___ INPUT RECORDS

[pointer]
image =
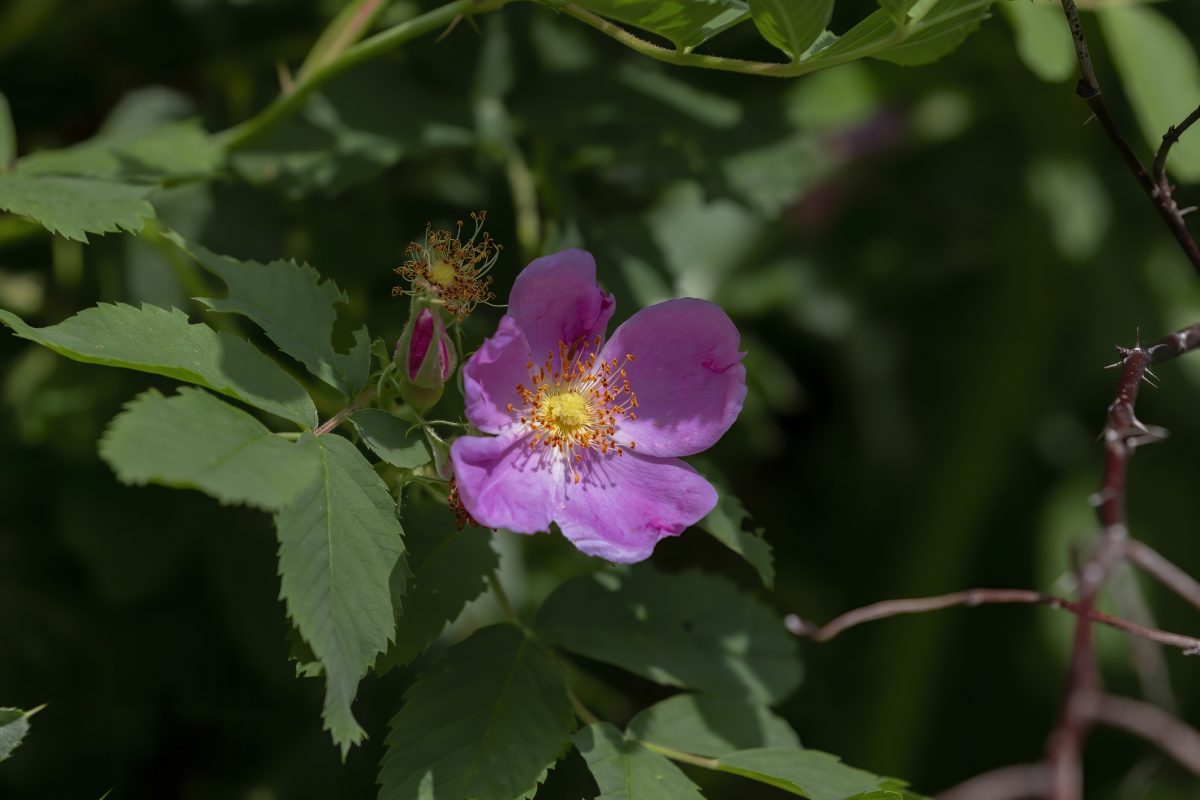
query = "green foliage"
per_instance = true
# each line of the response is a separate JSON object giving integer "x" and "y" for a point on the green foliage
{"x": 687, "y": 23}
{"x": 13, "y": 727}
{"x": 76, "y": 206}
{"x": 691, "y": 630}
{"x": 390, "y": 438}
{"x": 1161, "y": 74}
{"x": 487, "y": 721}
{"x": 340, "y": 542}
{"x": 625, "y": 770}
{"x": 195, "y": 440}
{"x": 294, "y": 307}
{"x": 809, "y": 774}
{"x": 791, "y": 25}
{"x": 165, "y": 343}
{"x": 449, "y": 570}
{"x": 712, "y": 726}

______

YOUR TASK: Rewrite the records above, putting "green leaves" wherever "green foliage" appears and changing nothing else. Leave the pictures out of your answer.

TASK ANSWER:
[pointer]
image =
query = "green leaves"
per_instance = true
# each line of the response is a separate JSON object giving integer "x" and "y" for a point on the green leaves
{"x": 687, "y": 23}
{"x": 13, "y": 727}
{"x": 76, "y": 206}
{"x": 691, "y": 630}
{"x": 390, "y": 438}
{"x": 1161, "y": 74}
{"x": 487, "y": 721}
{"x": 340, "y": 542}
{"x": 625, "y": 770}
{"x": 195, "y": 440}
{"x": 294, "y": 307}
{"x": 809, "y": 774}
{"x": 791, "y": 25}
{"x": 165, "y": 343}
{"x": 449, "y": 570}
{"x": 712, "y": 726}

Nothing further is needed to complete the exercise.